Return the items below unchanged, copying every line of each one.

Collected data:
-------------------------
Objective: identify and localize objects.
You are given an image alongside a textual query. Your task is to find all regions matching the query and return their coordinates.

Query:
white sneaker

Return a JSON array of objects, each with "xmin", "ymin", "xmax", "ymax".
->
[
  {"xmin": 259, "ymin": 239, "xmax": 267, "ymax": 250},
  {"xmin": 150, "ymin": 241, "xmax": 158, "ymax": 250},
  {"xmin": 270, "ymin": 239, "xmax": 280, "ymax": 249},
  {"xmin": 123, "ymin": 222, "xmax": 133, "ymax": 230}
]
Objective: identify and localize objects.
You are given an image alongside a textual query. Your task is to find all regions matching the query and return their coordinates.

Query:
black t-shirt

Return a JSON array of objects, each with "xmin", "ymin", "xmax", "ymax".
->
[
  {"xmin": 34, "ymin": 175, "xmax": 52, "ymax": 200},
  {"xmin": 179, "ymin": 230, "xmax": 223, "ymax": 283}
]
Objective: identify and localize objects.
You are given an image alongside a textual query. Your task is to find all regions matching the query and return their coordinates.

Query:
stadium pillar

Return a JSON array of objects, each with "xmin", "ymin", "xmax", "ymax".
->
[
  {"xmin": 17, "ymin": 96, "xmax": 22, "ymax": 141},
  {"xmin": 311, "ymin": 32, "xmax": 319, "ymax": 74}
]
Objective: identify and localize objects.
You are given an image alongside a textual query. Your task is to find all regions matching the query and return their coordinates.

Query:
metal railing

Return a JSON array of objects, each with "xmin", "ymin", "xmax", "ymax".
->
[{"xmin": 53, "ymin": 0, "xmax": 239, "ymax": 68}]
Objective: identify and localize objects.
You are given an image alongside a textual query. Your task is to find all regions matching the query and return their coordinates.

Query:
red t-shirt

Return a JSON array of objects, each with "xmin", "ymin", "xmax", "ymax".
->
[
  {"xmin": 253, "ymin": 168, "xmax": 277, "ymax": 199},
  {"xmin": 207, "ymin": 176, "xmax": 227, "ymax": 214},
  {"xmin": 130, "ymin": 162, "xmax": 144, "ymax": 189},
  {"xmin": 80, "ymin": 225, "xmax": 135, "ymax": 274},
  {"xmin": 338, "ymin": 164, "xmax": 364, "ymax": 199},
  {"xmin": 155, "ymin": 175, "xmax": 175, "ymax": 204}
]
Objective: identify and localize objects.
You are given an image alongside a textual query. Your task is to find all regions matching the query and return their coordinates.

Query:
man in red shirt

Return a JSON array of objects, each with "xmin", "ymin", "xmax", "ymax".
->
-------------------------
Answer:
Objective: identify and localize objects.
You are given an image alongside a textual query. Your task is to find all regions matching the query and return their coordinates.

Query:
white sneaker

Return a JSON array of objects, each with "xmin", "ymin", "xmax", "ymax".
->
[
  {"xmin": 259, "ymin": 239, "xmax": 267, "ymax": 250},
  {"xmin": 150, "ymin": 241, "xmax": 158, "ymax": 250},
  {"xmin": 270, "ymin": 239, "xmax": 280, "ymax": 249},
  {"xmin": 123, "ymin": 222, "xmax": 133, "ymax": 230}
]
Objective: identify and localize objects.
You are given an image alongside a textual query. Your task is to find all regions matching the query and return their coordinates.

Query:
black t-shirt

Return a JSON array of objects, each with "xmin", "ymin", "xmax", "ymax".
->
[
  {"xmin": 34, "ymin": 175, "xmax": 52, "ymax": 200},
  {"xmin": 179, "ymin": 230, "xmax": 223, "ymax": 283}
]
Objective: identify and localize objects.
You are given an image alongside a textual query. Your task is to find all regions matching the query and return their coordinates.

Query:
stadium pillar

Return a JSON array of objects, each with "xmin", "ymin", "xmax", "ymax".
->
[
  {"xmin": 17, "ymin": 96, "xmax": 22, "ymax": 141},
  {"xmin": 311, "ymin": 32, "xmax": 319, "ymax": 74}
]
Objective: identify and localize objects.
You are given an image alongside a textual query. Your task is to find all regions matching the query and return their coordinates.

Query:
metal railing

Return a JSON array of objects, each with "xmin", "ymin", "xmax", "ymax".
->
[{"xmin": 53, "ymin": 0, "xmax": 239, "ymax": 68}]
Objective: identify and localize objects.
You are given an image alongside a textual query. Your task is to find all regions matching the query and return their coordinates.

Query:
red t-shirt

Return a JSON array of objects, each with "xmin", "ymin", "xmax", "ymax".
->
[
  {"xmin": 253, "ymin": 168, "xmax": 277, "ymax": 199},
  {"xmin": 207, "ymin": 176, "xmax": 227, "ymax": 214},
  {"xmin": 130, "ymin": 162, "xmax": 144, "ymax": 189},
  {"xmin": 80, "ymin": 225, "xmax": 135, "ymax": 274},
  {"xmin": 338, "ymin": 164, "xmax": 364, "ymax": 199},
  {"xmin": 155, "ymin": 175, "xmax": 175, "ymax": 204}
]
Objective: identify and localize objects.
You are given an image alongside a textual query. Your task is to find all regions matching the query and return their coordinates.

Query:
man in red shirt

Return a JSON array of objects, each with "xmin", "ymin", "xmax", "ymax".
->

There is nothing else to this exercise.